INPUT FOR THIS TASK start

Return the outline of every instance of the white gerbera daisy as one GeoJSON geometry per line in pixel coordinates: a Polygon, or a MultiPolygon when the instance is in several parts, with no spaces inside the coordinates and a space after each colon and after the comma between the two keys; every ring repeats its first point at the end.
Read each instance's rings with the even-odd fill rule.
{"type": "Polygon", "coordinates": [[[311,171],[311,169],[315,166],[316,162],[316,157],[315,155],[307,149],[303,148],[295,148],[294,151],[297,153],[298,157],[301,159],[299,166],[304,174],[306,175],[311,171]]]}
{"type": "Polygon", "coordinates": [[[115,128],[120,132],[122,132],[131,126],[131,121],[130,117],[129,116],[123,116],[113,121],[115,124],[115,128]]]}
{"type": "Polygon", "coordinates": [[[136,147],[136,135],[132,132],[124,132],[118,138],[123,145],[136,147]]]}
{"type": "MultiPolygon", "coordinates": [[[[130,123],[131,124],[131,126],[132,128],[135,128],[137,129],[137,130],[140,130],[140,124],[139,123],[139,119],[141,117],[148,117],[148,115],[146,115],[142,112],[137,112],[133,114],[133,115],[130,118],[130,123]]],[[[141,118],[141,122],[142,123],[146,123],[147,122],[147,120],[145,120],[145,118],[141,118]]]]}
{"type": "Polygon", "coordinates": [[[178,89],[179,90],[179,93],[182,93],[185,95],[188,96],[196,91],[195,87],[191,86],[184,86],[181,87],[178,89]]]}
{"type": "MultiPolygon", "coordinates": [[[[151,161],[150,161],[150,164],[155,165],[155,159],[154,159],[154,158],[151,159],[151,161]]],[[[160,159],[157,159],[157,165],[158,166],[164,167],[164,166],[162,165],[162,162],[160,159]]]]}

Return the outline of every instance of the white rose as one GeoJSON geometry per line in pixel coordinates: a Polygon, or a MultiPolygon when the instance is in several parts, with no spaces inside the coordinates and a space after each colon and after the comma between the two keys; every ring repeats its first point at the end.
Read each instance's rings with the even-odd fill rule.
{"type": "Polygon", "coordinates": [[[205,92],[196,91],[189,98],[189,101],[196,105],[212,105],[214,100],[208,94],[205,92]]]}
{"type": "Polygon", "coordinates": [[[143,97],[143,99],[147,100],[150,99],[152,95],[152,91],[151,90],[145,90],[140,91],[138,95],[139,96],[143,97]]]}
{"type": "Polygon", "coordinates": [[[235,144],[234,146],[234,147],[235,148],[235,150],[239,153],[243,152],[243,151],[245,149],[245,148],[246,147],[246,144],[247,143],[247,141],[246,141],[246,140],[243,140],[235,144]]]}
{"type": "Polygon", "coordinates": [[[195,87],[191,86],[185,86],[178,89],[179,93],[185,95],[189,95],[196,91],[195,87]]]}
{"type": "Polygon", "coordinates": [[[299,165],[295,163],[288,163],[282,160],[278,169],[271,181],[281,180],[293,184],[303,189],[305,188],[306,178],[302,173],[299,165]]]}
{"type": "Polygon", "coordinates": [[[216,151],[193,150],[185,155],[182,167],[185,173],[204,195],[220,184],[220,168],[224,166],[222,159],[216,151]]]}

INPUT FOR THIS TASK end

Rewrite all of the lines above, putting "boundary" in place of every "outline" and leaving everything else unchanged.

Return the boundary of every instance of the white gerbera daisy as one GeoJSON geometry per line in pixel coordinates: a Polygon, or a MultiPolygon when the instance is in several parts, with no spaces inside the coordinates and a space after each colon and after the comma between the two keys; every ring repeats its first point at the end.
Read each instance's rings with the even-odd fill rule.
{"type": "Polygon", "coordinates": [[[311,171],[311,169],[315,166],[316,162],[316,157],[315,155],[307,149],[303,148],[295,148],[294,151],[297,153],[298,157],[301,159],[299,166],[304,174],[306,175],[311,171]]]}
{"type": "Polygon", "coordinates": [[[115,128],[120,132],[122,132],[131,126],[131,121],[130,117],[129,116],[123,116],[113,121],[115,124],[115,128]]]}
{"type": "Polygon", "coordinates": [[[136,147],[136,135],[132,132],[124,132],[118,138],[123,145],[136,147]]]}
{"type": "MultiPolygon", "coordinates": [[[[130,123],[131,124],[131,126],[132,128],[135,128],[137,129],[137,130],[140,130],[140,124],[139,123],[139,119],[141,117],[148,117],[148,115],[146,115],[142,112],[137,112],[133,114],[133,115],[130,118],[130,123]]],[[[141,118],[141,122],[142,123],[146,123],[147,122],[147,120],[145,120],[145,118],[141,118]]]]}
{"type": "Polygon", "coordinates": [[[178,89],[179,90],[179,93],[182,93],[185,95],[188,96],[196,91],[195,87],[191,86],[184,86],[181,87],[178,89]]]}
{"type": "MultiPolygon", "coordinates": [[[[151,161],[150,161],[150,164],[155,165],[155,159],[154,159],[154,158],[151,159],[151,161]]],[[[160,159],[157,159],[157,165],[158,166],[164,167],[164,166],[162,165],[162,162],[160,159]]]]}

Return the boundary of every instance of the white rose as one GeoJSON geometry per line in pixel coordinates: a Polygon, or a MultiPolygon when the instance is in several parts, with no spaces inside the coordinates and a space after each colon and after the comma between the two keys; every ring repeats its first point at the end.
Read each instance's rings with the even-odd fill rule.
{"type": "Polygon", "coordinates": [[[205,92],[196,91],[189,98],[189,101],[196,105],[212,105],[214,100],[208,94],[205,92]]]}
{"type": "Polygon", "coordinates": [[[143,97],[143,99],[147,100],[150,99],[152,95],[152,91],[151,90],[145,90],[140,91],[138,95],[139,96],[143,97]]]}
{"type": "Polygon", "coordinates": [[[235,144],[234,146],[234,147],[235,148],[235,150],[239,153],[243,152],[243,151],[245,149],[245,148],[246,147],[246,144],[247,143],[247,141],[246,141],[246,140],[243,140],[235,144]]]}
{"type": "Polygon", "coordinates": [[[195,87],[191,86],[185,86],[178,89],[179,93],[185,95],[189,95],[196,91],[195,87]]]}
{"type": "Polygon", "coordinates": [[[299,165],[295,163],[288,163],[282,160],[278,169],[271,181],[281,180],[293,184],[303,189],[305,188],[306,178],[302,173],[299,165]]]}
{"type": "Polygon", "coordinates": [[[216,151],[193,150],[185,155],[182,167],[185,173],[204,195],[220,184],[220,168],[224,166],[222,159],[216,151]]]}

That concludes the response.